------ PAGE TEXT

To describe the differences between a highly intelligent yet underachieving person and a highly intelligent and successful one, Gladwell highlights psychologist Robert Sternberg’s concept “practical intelligence,” which includes “'knowing what to say to whom, knowing when to say it, and knowing how to say it for maximum effect.’” Practical intelligence is “knowledge that helps you read situations correctly and get what you want. And, critically, it is a kind of intelligence separate from the sort of analytical ability measured by IQ.”

The practical intelligence that Gladwell presents can also be thought of as a kind of “social savvy,” an ability to skillfully negotiate multiple social and professional environments. People with high IQs who seemed to squander their talents were actually people who lacked “a community around them that prepared them properly for the world.”

How did you respond to Gladwell’s ideas about practical intelligence?

11 comments:

Anonymous said...

I responded positively to Gladwell's ideas about practical intelligence. I could understand because I, at one point in my life, was all intellect and didn't know when to say things in certain situations. I used to correct my family on simple stuff which made them mad. I couldn't really tell how others felt and how to effectively handle the situations until I attended high school. -Stephen K.

Anitra B. said...

I agree with Gladwell's ideas about practical intelligence. If you have practical intelligence and know what to say to to people you can persuade them and have things go your way.
I also believe that someone doesn't have to a high IQ to have practical intelligence. For example, I know someone who did poorly in high school and didn't go on to college. Today she is a manager at a high class country club. She doesn't have the schooling background needed to do the job but she has "social savviness",a way with talking to people. When a problem arises with the members she knows what to say to them to say to fix to problem and make them forget that there even was a problem. She may not have much analytical intelligence, but having practical intelligence is what keeps her her job.
Anitra B.

Jeremiah B. said...

I agreed with Malcolm Gladwell's explanation of practical intelligence but it is still possible to be successful without it, to an extent. If there was a student with Chris Langan's background, it is still possible for him to gain enough practical intelligence to benefit him if he had stayed in college.

Celeste C. said...

------------
------ EXCERPTED DATA

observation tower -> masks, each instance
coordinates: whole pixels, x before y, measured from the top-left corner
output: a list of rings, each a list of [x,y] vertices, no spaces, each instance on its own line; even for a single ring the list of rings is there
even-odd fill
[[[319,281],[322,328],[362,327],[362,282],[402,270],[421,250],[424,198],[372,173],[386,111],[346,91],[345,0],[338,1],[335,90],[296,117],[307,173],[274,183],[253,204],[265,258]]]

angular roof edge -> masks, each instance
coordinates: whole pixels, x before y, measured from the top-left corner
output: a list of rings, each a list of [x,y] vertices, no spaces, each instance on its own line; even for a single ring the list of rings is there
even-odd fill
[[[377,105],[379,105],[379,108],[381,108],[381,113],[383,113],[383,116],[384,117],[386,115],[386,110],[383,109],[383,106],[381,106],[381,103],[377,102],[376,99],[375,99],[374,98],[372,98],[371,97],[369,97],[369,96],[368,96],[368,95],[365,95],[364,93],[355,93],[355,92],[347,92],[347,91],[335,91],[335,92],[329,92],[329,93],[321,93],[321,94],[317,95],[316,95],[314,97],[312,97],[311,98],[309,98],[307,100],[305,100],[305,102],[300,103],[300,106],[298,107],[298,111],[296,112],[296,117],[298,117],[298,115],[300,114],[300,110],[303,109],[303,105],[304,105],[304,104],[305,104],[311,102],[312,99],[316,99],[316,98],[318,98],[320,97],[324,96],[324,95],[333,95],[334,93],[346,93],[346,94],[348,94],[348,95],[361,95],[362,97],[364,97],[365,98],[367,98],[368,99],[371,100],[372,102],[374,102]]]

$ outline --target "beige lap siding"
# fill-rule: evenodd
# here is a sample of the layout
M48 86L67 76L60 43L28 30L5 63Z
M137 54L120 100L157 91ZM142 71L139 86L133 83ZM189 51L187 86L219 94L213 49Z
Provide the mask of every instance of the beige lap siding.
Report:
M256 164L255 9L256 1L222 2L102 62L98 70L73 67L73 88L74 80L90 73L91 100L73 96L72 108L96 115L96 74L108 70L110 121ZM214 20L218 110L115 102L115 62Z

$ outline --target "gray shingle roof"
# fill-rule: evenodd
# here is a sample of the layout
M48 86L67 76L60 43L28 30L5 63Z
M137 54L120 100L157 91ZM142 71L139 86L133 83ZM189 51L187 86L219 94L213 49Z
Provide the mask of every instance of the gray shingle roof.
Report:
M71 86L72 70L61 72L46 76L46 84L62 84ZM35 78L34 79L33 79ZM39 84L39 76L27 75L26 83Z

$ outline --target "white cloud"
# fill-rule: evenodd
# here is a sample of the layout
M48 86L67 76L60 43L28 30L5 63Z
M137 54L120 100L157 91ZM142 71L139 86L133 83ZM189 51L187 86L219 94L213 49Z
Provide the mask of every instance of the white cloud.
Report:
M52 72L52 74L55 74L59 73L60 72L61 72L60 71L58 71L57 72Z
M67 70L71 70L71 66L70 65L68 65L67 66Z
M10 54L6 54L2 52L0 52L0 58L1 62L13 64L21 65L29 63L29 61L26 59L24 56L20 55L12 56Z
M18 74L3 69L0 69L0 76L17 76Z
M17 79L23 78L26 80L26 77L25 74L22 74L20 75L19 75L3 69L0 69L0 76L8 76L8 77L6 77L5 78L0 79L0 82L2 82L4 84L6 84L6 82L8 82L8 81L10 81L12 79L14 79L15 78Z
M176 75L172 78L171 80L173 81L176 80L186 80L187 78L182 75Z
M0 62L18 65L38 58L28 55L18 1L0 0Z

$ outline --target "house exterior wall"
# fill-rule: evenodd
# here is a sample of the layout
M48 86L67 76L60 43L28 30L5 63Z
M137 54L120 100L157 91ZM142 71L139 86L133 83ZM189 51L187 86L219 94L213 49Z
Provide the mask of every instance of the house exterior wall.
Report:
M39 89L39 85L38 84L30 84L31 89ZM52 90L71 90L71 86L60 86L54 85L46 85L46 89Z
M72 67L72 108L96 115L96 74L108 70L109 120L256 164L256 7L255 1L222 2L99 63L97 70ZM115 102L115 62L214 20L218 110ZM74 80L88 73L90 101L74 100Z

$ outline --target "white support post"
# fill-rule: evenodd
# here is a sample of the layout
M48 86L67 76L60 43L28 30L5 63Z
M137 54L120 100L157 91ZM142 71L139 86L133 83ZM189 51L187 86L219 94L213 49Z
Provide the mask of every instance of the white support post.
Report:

------------

■ **TASKS TO CARRY OUT**
(A) Answer these questions from the page text on practical intelligence:
(i) Which psychologist's concept does Gladwell highlight?
(ii) What job does the person Anitra B. describes hold today?
(iii) Whose background does Jeremiah B. mention?
(B) Rewrite the part of the page text on practical intelligence that opens with the words containing "Jeremiah B. said..." and closes with "Celeste C. said...", putting "pupil" in place of "student".

■ **SOLUTIONS TO THE PROBLEMS**
(A)
(i) Robert Sternberg's.
(ii) She is a manager at a high class country club.
(iii) Chris Langan's.

(B)
Jeremiah B. said...

I agreed with Malcolm Gladwell's explanation of practical intelligence but it is still possible to be successful without it, to an extent. If there was a pupil with Chris Langan's background, it is still possible for him to gain enough practical intelligence to benefit him if he had stayed in college.

Celeste C. said...